--- START Text segment ---

Two main types of events are distinguished: programmable events and non-programmable events. Programmable events can be programmed and edited in the event editor, and their occurrence times depend on the local process clocks or the global clock. Non-programmable events, on the other hand, cannot be programmed in the event editor and do not occur because of a specific time, but due to other circumstances such as:

* Message receive events: Triggered when a message arrives at a recipient process
* Protocol schedule events (alarms): Triggered by a timer set by a protocol, e.g. for retransmission timeouts
* Random events: Such as random process crashes based on configured crash probability

### Protocols

A simulation also consists of the application of protocols. It has already been mentioned that a process can take on the roles of servers and/or clients. For each server and client role, the associated protocol must also be specified. A protocol defines how a client and a server send messages, and how they react when a message arrives. A protocol also determines what data is contained in a message. A process only processes a received message if it understands the respective protocol.

In Figure 1.2, 3 processes are shown. Process 1 supports protocol "A" on the server side and protocol "B" on the client side. Process 2 supports protocol "A" on the client side and Process 3 supports protocol "B" on the server side. This means that Process 1 can communicate with Process 2 via protocol "A" and with Process 3 via protocol "B". Processes 2 and 3 are incompatible with each other and cannot process messages received from each other.

Clients cannot communicate with clients, and servers cannot communicate with servers. For communication, at least one client and one server are always required. However, this restriction can be circumvented by having processes support a given protocol on both the server and client sides (see Broadcast Protocol later).

## Graphical User Interface (GUI)

### Simple Mode

=> ./distributed-systems-simulator/ds-sim-screenshot2.png Screenshot: The simulator showing the settings dialog. The visualization area displays process bars with message lines between them. The settings window allows configuring simulation parameters like number of processes, simulation duration, clock drift, message loss probability, and more.

The simulator requires JDK 21 and can be started with the command `java -jar target/ds-sim-VERSION.jar`

The simulator then presents itself with a main window. To create a new simulation, select "New Simulation" from the "File" menu, after which the settings window for the new simulation appears. The individual options will be discussed in more detail later, and for now, only the default settings will be used.

--- END Text segment ---

### [Exercise A]
Extract from the passage on the distributed systems simulator the stretch that begins at the words "## Graphical User" and ends after the words "probability, and more.", reproducing it word for word.

--- START Records for this task ---

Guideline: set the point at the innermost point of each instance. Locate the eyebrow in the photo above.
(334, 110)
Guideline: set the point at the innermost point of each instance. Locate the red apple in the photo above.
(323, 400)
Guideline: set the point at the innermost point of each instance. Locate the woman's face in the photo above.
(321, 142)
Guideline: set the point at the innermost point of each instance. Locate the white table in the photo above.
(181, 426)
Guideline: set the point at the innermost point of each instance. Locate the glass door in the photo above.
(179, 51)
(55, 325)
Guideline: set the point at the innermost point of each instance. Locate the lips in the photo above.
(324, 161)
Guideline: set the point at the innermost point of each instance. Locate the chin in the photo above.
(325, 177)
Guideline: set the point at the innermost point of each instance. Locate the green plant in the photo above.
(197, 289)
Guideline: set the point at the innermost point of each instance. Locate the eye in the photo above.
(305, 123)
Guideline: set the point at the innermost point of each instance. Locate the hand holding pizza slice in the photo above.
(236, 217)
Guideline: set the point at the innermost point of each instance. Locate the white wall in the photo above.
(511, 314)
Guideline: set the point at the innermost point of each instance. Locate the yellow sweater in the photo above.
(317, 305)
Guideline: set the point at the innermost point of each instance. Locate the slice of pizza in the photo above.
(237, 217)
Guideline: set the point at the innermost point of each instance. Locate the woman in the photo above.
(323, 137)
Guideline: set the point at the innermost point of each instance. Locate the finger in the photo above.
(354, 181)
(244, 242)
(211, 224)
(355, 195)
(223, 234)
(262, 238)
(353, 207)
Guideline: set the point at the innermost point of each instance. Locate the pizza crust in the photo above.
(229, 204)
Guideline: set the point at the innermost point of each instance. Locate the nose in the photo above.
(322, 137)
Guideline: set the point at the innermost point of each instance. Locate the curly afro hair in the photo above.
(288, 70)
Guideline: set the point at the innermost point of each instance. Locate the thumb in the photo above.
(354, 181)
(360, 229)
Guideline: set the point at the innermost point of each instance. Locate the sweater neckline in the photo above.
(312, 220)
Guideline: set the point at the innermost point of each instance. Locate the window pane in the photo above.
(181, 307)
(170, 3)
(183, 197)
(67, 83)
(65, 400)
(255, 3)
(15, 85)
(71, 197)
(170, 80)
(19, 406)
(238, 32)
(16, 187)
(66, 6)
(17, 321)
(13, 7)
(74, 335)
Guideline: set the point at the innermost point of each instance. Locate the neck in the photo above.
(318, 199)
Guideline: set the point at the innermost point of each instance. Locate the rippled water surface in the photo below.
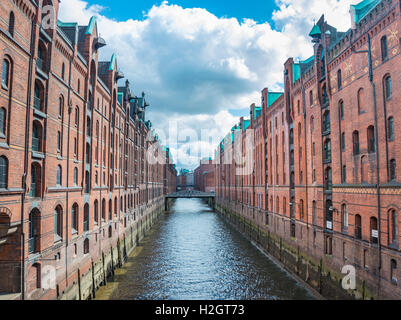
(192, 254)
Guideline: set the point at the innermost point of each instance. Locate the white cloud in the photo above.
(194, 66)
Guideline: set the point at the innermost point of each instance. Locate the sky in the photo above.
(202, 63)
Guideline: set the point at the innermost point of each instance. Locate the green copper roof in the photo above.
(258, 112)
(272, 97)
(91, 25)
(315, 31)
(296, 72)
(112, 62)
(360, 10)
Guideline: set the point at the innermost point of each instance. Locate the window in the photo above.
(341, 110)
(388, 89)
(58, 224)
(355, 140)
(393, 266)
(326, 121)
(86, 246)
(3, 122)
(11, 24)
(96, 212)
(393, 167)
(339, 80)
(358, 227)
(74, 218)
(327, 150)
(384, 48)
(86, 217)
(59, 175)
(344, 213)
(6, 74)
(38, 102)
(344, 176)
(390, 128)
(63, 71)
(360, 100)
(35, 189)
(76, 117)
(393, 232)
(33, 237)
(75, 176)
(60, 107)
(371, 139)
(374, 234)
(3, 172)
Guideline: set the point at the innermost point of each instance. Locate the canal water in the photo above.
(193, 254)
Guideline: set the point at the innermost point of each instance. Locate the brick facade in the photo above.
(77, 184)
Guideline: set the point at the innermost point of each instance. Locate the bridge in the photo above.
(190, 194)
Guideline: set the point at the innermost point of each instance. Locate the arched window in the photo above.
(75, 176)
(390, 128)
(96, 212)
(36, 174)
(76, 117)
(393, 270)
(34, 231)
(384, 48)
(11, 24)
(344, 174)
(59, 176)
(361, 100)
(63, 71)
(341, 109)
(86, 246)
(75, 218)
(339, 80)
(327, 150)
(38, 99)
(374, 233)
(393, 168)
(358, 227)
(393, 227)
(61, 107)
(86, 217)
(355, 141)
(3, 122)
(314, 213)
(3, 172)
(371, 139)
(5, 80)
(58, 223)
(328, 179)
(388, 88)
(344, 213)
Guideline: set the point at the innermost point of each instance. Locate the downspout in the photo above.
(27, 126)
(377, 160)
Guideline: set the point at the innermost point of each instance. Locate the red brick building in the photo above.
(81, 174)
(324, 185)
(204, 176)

--- END Records for this task ---
--- START Records for this task ---

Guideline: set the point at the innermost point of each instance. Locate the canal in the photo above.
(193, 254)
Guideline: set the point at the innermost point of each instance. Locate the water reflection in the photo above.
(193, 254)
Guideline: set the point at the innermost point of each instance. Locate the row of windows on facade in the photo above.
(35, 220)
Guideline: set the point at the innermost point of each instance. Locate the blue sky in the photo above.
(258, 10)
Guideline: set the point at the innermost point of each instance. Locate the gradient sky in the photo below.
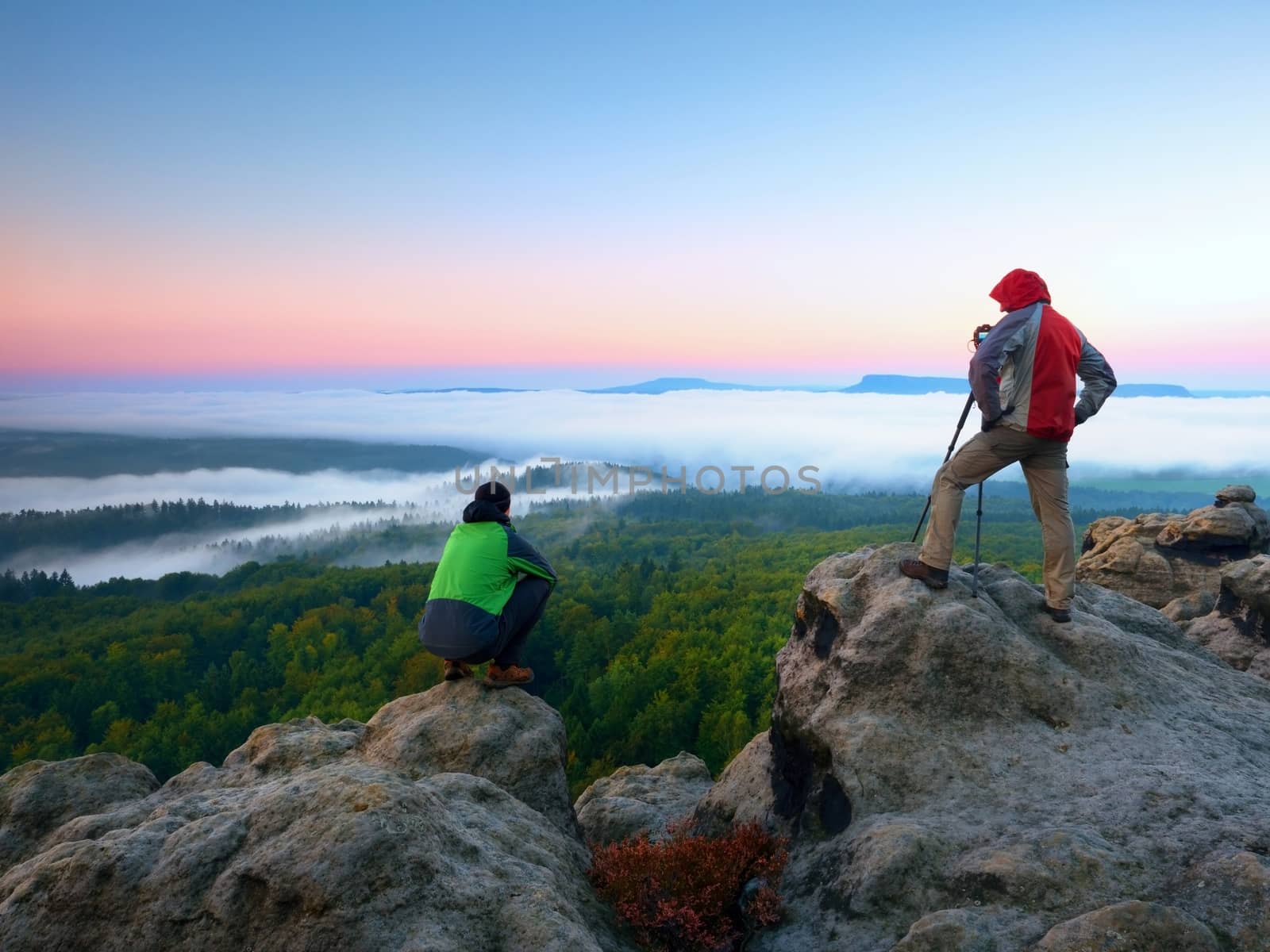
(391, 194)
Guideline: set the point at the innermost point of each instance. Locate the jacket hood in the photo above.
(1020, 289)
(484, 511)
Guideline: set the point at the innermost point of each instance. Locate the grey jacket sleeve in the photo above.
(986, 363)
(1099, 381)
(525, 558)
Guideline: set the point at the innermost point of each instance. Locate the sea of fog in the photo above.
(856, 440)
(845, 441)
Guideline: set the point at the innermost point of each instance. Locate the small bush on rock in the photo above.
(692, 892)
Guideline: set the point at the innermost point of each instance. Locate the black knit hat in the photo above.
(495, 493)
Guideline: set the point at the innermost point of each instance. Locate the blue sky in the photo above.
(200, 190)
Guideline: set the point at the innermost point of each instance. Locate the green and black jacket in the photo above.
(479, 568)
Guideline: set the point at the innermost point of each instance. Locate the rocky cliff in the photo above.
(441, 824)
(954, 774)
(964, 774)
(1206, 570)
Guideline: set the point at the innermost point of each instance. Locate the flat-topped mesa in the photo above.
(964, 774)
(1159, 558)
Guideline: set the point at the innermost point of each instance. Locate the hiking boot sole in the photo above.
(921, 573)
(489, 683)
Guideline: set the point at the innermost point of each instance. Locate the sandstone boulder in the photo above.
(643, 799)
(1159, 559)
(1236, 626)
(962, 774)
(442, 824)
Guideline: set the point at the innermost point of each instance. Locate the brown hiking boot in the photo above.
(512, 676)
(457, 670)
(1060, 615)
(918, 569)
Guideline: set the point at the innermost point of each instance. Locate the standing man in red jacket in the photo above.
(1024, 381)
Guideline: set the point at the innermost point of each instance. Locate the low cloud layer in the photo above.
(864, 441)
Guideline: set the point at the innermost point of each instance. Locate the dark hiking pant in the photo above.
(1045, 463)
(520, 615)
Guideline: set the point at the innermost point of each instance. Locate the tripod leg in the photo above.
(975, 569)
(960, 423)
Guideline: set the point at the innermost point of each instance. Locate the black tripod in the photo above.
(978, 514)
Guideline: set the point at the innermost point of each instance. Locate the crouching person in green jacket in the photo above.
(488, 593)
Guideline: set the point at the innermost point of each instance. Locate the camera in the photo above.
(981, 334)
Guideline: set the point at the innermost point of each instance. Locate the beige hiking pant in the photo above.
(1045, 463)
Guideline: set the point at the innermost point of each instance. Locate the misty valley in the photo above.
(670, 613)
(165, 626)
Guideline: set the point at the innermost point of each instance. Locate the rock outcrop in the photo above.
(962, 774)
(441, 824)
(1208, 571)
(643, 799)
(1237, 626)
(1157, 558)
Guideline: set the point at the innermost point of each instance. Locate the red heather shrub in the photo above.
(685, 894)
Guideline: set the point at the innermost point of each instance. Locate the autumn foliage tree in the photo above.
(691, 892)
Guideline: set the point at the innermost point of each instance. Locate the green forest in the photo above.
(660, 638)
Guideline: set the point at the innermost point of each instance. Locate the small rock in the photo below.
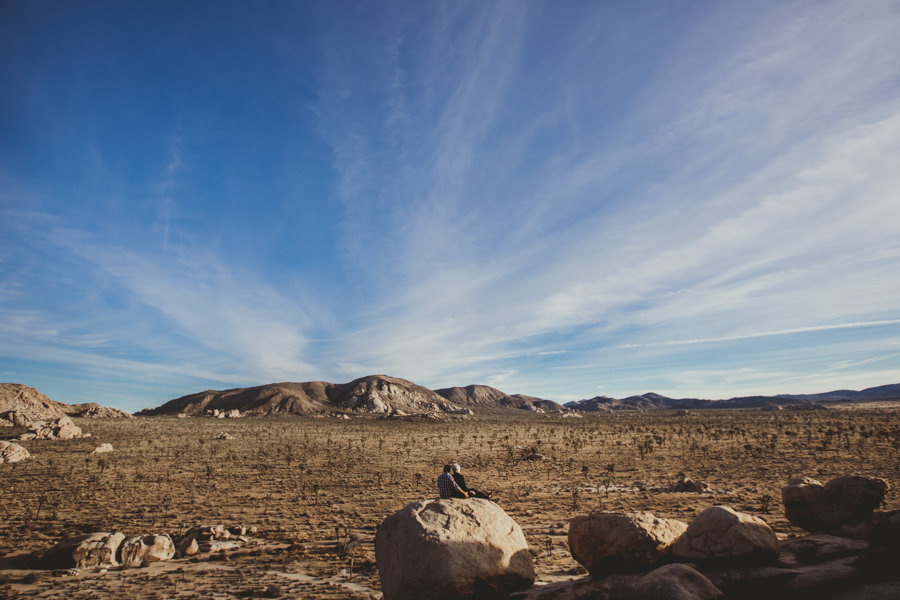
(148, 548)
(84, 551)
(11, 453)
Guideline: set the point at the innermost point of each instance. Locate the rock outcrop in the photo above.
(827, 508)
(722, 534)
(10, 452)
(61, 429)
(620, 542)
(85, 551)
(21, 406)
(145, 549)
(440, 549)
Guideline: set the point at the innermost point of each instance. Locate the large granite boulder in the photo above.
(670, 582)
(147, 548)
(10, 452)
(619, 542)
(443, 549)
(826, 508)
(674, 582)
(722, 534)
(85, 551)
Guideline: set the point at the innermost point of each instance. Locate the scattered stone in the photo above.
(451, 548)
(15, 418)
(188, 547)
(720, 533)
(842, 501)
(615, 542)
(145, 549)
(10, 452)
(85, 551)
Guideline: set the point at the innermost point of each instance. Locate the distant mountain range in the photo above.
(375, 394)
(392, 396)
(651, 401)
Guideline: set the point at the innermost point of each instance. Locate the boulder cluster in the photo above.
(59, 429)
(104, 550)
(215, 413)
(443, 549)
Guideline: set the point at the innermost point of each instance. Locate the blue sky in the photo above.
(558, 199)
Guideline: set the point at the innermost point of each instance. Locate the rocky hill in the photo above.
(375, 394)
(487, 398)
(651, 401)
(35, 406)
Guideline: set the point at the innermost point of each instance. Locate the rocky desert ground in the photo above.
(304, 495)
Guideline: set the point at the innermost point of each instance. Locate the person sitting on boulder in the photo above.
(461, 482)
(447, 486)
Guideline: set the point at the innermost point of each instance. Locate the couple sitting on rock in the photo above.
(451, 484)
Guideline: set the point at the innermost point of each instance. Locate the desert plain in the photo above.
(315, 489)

--- END Records for this task ---

### [Exercise B]
Show each line of the records that contains the string "pizza".

### [Exercise result A]
## Graphical User Interface (GUI)

### Simple Mode

=> ./distributed-systems-simulator/ds-sim-screenshot2.png Screenshot: The simulator showing the settings dialog. The visualization area displays process bars with message lines between them. The settings window allows configuring simulation parameters like number of processes, simulation duration, clock drift, message loss probability, and more.

### [Exercise result B]
Guideline: set the point at the innermost point of each instance. Locate the hand holding pizza slice in the photo above.
Guideline: set the point at the innermost point of each instance. Locate the slice of pizza in the photo above.
Guideline: set the point at the innermost point of each instance. Locate the pizza crust in the photo above.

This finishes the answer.